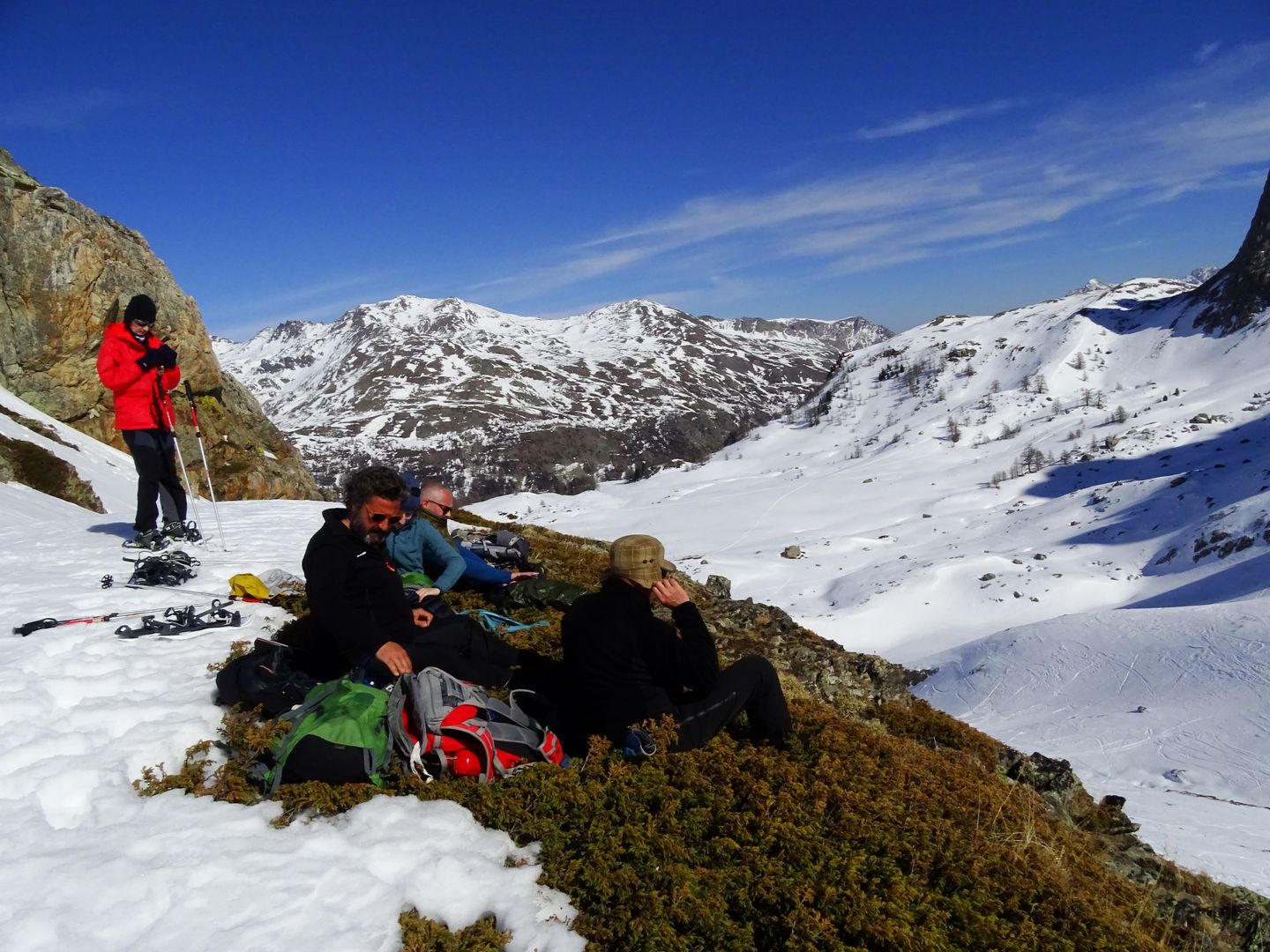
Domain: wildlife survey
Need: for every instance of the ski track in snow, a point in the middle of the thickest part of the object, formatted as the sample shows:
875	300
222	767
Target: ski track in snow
911	553
908	553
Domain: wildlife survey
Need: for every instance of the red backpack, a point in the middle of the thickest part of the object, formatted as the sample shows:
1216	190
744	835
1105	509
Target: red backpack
442	725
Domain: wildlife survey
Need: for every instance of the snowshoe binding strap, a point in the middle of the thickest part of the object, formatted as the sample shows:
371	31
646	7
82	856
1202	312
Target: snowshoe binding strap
150	541
179	621
183	531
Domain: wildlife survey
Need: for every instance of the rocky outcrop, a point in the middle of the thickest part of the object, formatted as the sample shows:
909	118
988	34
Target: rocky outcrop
845	334
65	273
1240	292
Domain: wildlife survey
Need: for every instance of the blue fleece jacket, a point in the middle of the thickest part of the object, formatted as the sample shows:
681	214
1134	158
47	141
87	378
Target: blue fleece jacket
421	547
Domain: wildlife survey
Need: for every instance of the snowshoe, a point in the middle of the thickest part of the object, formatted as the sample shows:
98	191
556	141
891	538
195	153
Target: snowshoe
182	531
167	569
152	541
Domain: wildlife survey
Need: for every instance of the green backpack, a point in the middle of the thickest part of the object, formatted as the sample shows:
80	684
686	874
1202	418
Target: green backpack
338	735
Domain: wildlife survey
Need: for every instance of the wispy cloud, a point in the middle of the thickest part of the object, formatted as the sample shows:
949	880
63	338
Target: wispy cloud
1206	52
56	112
923	122
320	301
1206	127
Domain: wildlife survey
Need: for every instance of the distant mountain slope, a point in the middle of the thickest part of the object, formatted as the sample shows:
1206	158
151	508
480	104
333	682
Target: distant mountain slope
499	403
846	334
1102	430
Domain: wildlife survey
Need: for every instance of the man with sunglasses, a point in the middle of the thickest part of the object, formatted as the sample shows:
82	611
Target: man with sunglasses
424	545
140	369
362	616
625	666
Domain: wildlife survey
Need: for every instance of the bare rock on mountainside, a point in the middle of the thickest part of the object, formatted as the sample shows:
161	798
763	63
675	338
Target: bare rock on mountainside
497	403
65	273
1240	292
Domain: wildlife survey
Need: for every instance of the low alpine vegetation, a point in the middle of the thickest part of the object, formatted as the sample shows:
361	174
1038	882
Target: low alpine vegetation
886	825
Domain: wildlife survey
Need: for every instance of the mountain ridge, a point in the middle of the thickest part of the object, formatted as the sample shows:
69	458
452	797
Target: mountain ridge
494	403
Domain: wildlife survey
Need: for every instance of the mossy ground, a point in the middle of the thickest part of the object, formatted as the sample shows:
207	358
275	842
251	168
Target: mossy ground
22	461
884	827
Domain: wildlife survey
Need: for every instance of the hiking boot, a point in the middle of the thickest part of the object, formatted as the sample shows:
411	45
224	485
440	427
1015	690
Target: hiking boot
182	531
150	539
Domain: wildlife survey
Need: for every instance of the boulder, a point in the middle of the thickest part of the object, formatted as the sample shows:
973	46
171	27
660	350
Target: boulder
65	273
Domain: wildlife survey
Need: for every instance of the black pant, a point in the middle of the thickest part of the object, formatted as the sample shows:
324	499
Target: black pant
752	686
153	453
460	646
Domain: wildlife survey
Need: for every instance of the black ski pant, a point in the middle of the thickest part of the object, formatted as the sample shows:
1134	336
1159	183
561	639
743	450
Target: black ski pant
752	686
153	453
460	646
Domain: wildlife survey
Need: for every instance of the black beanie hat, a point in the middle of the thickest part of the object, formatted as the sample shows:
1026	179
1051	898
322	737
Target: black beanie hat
141	308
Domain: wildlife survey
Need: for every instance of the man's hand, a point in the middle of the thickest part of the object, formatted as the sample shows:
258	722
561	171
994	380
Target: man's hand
395	658
669	593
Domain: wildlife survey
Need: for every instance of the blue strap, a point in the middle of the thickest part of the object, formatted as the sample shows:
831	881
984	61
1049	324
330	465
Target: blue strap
493	621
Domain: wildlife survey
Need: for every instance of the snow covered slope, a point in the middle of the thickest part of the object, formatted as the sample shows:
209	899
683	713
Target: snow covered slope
498	401
90	865
979	473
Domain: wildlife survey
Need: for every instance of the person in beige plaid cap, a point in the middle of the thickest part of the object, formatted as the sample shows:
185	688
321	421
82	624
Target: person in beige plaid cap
626	666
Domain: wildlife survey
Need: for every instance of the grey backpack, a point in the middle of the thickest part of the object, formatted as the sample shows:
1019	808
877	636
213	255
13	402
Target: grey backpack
442	725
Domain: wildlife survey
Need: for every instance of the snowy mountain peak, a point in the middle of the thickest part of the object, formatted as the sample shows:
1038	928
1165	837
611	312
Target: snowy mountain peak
1091	285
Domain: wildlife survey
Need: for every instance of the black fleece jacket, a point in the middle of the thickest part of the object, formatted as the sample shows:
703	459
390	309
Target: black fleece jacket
624	664
355	596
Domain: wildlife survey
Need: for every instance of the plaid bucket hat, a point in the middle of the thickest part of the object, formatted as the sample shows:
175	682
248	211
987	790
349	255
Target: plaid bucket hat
640	559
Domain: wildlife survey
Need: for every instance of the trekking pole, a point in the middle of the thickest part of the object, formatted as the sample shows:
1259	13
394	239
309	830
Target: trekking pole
211	490
25	629
172	428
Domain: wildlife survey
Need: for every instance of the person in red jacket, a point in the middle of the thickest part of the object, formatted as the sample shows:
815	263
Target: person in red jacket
140	369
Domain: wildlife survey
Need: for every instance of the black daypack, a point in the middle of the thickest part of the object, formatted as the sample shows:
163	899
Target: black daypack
338	735
501	548
441	725
265	677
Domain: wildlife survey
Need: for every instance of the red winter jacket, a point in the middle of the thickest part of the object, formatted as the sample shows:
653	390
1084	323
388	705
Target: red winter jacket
136	398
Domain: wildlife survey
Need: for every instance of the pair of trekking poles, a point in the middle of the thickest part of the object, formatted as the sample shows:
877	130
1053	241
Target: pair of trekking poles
172	426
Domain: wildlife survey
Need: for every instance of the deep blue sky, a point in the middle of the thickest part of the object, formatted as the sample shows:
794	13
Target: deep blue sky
893	160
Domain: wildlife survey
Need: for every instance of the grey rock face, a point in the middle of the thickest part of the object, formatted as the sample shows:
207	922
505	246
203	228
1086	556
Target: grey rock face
65	273
1240	294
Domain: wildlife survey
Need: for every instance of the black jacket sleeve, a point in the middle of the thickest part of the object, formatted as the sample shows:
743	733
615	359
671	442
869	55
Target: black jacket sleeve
698	655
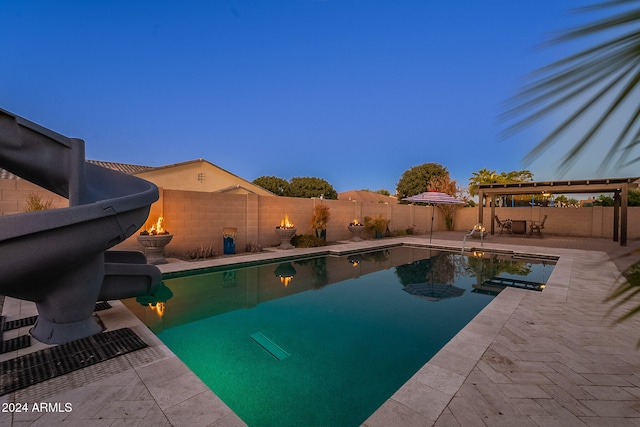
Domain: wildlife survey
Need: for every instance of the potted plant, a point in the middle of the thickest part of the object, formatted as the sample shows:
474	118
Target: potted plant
319	220
377	224
356	227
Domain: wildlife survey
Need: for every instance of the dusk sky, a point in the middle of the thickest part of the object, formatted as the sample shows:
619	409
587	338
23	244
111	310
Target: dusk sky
352	91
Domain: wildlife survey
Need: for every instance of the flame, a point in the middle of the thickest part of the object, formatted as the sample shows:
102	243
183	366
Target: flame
285	222
285	280
158	308
158	227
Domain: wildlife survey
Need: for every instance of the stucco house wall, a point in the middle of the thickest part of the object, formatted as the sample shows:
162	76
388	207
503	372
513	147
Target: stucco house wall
200	175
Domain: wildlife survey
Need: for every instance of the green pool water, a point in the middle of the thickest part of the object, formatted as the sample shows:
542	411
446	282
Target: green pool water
333	344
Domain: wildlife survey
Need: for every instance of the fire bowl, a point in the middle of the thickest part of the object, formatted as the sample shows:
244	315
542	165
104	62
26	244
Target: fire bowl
285	235
154	247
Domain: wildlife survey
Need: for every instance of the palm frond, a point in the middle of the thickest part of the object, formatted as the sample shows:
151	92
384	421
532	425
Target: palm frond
606	75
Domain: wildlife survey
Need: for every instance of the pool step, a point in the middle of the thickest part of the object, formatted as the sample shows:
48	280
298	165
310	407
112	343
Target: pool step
502	282
273	348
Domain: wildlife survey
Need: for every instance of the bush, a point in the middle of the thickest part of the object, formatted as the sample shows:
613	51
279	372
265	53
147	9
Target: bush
35	203
307	241
377	224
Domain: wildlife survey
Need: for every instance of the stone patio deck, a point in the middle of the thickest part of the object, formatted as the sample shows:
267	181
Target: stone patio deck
528	359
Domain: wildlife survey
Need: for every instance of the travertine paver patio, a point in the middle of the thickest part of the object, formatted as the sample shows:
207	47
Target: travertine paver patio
549	358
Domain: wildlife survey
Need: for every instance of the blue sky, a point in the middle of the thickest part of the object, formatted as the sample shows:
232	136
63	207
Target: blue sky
352	91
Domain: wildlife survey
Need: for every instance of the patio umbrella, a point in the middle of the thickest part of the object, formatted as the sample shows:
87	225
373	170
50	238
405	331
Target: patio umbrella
434	198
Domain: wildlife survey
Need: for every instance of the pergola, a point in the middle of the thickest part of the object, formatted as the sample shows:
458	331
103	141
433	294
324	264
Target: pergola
618	186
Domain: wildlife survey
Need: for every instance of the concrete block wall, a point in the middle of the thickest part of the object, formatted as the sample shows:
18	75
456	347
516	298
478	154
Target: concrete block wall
14	194
197	219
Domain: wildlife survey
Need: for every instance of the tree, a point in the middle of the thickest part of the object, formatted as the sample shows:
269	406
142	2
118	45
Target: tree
483	176
486	176
311	187
604	80
274	184
415	180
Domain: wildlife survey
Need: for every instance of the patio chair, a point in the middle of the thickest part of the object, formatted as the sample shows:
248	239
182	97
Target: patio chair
536	227
504	225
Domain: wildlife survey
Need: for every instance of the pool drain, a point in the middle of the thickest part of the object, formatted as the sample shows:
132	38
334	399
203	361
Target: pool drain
274	349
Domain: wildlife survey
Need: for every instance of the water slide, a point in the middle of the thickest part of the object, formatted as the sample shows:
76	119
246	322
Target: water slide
59	258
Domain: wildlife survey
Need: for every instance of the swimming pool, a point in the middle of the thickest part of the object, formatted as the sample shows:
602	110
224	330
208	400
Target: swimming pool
325	341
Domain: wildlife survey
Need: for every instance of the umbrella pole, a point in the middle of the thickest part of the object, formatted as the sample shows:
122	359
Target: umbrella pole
431	232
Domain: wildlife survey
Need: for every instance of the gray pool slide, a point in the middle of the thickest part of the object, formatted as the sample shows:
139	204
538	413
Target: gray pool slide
58	258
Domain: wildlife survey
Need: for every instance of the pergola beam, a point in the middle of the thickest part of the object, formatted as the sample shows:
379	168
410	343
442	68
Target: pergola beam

□ □ □

** Aim **
Which lines of the items above contain the string "plant"? Show every such line in full; case counts.

** Full output **
Need: for every instance of the potted plant, a point in the middle of the thickest part of the object, formatted as the sample shows:
Target: potted plant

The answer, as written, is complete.